Work instructions ▸ Give back the whole listing exactly as shown.

Extracted material ▸
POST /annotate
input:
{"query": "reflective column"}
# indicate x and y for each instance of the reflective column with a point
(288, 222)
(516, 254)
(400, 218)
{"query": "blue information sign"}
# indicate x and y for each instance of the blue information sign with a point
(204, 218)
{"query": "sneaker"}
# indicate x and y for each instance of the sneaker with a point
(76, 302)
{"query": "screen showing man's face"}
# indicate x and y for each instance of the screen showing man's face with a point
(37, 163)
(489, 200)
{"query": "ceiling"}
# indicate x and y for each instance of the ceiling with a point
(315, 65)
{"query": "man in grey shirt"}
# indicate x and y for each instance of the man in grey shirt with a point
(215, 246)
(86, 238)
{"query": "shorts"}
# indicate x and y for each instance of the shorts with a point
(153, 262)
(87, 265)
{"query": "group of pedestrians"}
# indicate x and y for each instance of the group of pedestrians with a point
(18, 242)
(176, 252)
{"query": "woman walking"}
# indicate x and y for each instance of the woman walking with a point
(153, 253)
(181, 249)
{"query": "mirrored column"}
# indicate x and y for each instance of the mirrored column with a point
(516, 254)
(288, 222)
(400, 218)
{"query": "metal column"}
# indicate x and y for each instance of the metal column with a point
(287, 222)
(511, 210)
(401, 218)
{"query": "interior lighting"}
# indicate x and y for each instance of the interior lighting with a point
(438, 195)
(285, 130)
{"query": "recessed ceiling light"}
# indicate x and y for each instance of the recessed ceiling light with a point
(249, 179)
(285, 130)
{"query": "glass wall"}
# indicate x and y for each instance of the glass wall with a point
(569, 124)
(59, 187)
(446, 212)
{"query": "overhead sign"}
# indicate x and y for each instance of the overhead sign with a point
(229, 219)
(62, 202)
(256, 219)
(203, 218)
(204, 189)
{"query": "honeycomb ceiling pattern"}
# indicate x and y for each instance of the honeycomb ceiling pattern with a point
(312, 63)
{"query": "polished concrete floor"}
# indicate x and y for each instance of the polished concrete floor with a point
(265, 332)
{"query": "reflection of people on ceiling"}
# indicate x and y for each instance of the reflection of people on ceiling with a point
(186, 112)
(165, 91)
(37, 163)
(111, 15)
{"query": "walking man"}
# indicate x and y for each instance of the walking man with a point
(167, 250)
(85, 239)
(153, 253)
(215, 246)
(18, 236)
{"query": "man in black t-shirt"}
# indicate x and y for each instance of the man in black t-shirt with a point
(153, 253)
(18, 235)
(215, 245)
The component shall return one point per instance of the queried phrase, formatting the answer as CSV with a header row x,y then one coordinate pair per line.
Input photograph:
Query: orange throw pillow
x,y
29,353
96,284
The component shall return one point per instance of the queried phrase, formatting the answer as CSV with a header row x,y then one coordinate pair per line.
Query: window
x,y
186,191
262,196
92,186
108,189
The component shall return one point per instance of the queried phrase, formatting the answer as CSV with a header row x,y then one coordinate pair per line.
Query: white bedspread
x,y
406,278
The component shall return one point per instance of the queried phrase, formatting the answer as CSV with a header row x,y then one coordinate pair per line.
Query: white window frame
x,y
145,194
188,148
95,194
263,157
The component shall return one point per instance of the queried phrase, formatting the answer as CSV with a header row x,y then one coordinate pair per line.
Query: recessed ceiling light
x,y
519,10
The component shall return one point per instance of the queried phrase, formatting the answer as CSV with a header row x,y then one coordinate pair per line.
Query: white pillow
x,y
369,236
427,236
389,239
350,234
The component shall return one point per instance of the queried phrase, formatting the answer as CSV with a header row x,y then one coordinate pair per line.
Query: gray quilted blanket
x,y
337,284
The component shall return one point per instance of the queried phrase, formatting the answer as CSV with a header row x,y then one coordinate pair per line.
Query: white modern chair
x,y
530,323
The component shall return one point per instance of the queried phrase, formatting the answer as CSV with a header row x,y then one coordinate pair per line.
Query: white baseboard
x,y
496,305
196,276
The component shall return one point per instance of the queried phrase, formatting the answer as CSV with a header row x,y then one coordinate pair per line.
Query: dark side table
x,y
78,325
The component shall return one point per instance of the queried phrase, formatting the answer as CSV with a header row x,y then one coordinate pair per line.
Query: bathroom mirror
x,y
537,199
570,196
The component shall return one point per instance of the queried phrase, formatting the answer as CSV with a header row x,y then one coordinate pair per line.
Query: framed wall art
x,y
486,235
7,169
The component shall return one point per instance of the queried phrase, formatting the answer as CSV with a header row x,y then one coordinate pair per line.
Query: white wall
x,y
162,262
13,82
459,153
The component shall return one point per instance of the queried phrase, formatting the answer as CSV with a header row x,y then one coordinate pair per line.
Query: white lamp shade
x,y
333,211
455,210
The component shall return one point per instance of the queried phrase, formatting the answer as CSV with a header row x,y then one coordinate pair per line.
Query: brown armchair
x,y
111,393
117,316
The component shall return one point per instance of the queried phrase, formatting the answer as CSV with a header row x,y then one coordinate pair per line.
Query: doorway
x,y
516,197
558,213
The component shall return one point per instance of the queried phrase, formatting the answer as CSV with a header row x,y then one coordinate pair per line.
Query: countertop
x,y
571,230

Response to this exercise ▸
POST /annotate
input:
{"query": "reflective column"}
# indicate x and y for each instance of the reflective column with a point
(288, 222)
(516, 254)
(400, 218)
{"query": "blue information sign"}
# indicate x and y for each instance of the blue information sign with a point
(204, 218)
{"query": "sneaker"}
# indicate x and y for each instance of the sneaker with a point
(76, 302)
{"query": "screen showing man's face"}
# indicate x and y for each instance of the screen showing man's face with a point
(37, 163)
(489, 200)
{"query": "ceiling"}
# indicate x and y for each instance of the ceiling with a point
(315, 65)
{"query": "man in grey shirt"}
# indicate x and y for each instance of the man in grey shirt with a point
(215, 246)
(86, 238)
{"query": "shorts"}
# indicate x and y for each instance of the shorts with a point
(153, 262)
(87, 265)
{"query": "group of pedestrians"}
# indicate x and y for each instance of the group of pedestrians with a point
(18, 242)
(176, 252)
{"query": "woman walking"}
# indicate x and y for each instance of the woman walking with a point
(153, 253)
(181, 249)
{"query": "mirrored column"}
# indicate x and y for each instance of the mirrored column with a point
(516, 254)
(288, 222)
(400, 218)
{"query": "metal column"}
# indicate x and y for each instance of the metal column with a point
(287, 222)
(511, 210)
(401, 218)
{"query": "interior lighting"}
# indicate x and y for each instance of the interior lighting with a point
(438, 195)
(285, 130)
{"query": "recessed ceiling light"}
# indicate x and y for each instance of the recessed ceiling light with a point
(249, 179)
(285, 130)
{"query": "glass wall"}
# indicate x and y for each instance of the glass wall with a point
(569, 124)
(59, 187)
(446, 212)
{"query": "overhead sign"}
# indicate x and y for each instance of the overhead sign with a point
(229, 219)
(62, 202)
(256, 219)
(203, 218)
(204, 189)
{"query": "honeycomb ceiling pattern"}
# indicate x and y for each instance of the honeycomb ceiling pattern with a point
(312, 63)
{"query": "polished concrete floor"}
# indicate x and y for each instance of the polished concrete floor with a point
(265, 332)
{"query": "reflection of people on ceiling"}
# indicate x and y for each instance of the reflection of people on ceiling with a point
(186, 112)
(165, 91)
(37, 163)
(111, 15)
{"query": "walking man"}
# indicate x and y for each instance of the walking man with a point
(167, 250)
(85, 239)
(153, 253)
(215, 246)
(18, 236)
{"query": "man in black t-shirt"}
# indicate x and y for each instance of the man in black t-shirt with a point
(153, 253)
(18, 235)
(215, 245)
The component shall return one point per instance of the queried phrase, formatting the answer as CSV with a header row x,y then one coordinate pair per line.
Input photograph:
Query: orange throw pillow
x,y
29,353
96,284
The component shall return one point per instance of the queried phrase, formatting the answer as CSV with a header row x,y then one coordinate pair per line.
Query: window
x,y
186,191
262,196
92,186
108,189
The component shall return one point per instance of the queried phrase, formatting the answer as CSV with a header row x,y then one coordinate pair per line.
Query: white bedspread
x,y
406,278
The component shall return one point per instance of the queried phrase, formatting the answer as CSV with a header row x,y then one coordinate pair per line.
Query: white window frame
x,y
145,194
188,148
95,194
263,157
The component shall return one point per instance of the queried phrase, formatting the answer as CSV with a header row x,y then one coordinate pair per line.
Query: recessed ceiling light
x,y
519,10
The component shall return one point per instance of the queried phrase, formatting the answer as CSV with a header row x,y then one coordinate pair per line.
Query: white pillow
x,y
369,236
427,236
389,239
350,234
The component shall return one point per instance of the queried phrase, formatting the answer as CSV with a header row x,y then one coordinate pair per line.
Query: gray quilted blanket
x,y
337,284
The component shall return one point per instance of the queried phrase, formatting the answer as CSV with a header row x,y then one coordinate pair per line.
Query: white modern chair
x,y
530,323
The component shall return one point per instance of the queried phrase, formatting the answer as CSV with a header row x,y then one coordinate pair per line.
Query: white baseboard
x,y
496,305
196,276
The component shall return one point per instance of the queried phrase, formatting the answer as CSV with a header row x,y then one coordinate pair per line.
Query: dark side table
x,y
78,325
The component shall return one point per instance of the queried phrase, formatting the answer as CSV with a header row x,y then one coordinate pair per line.
Query: bathroom mirror
x,y
537,199
570,196
The component shall return one point per instance of the queried phrase, formatting the answer as CSV with a header row x,y then one coordinate pair per line.
Query: framed wall art
x,y
486,235
7,169
The component shall return one point per instance of the queried phrase, formatting the answer as CSV with a header row x,y then one coordinate pair per line.
Query: white wall
x,y
162,262
13,82
459,153
The component shall return one point per instance of the queried phrase, formatting the answer as CSV with a header row x,y then one coordinate pair per line.
Query: white lamp shade
x,y
333,211
455,210
The component shall return one point per instance of the queried phrase, formatting the answer as CSV with a header row x,y then one coordinate pair per line.
Query: brown armchair
x,y
111,393
117,316
The component shall return one point per instance of the queried phrase, formatting the answer as CSV with a header row x,y then one coordinate pair per line.
Query: doorway
x,y
516,197
558,213
The component shall return one point per instance of the queried phrase, formatting the answer as CSV with a header row x,y then one coordinate pair per line.
Query: countertop
x,y
571,230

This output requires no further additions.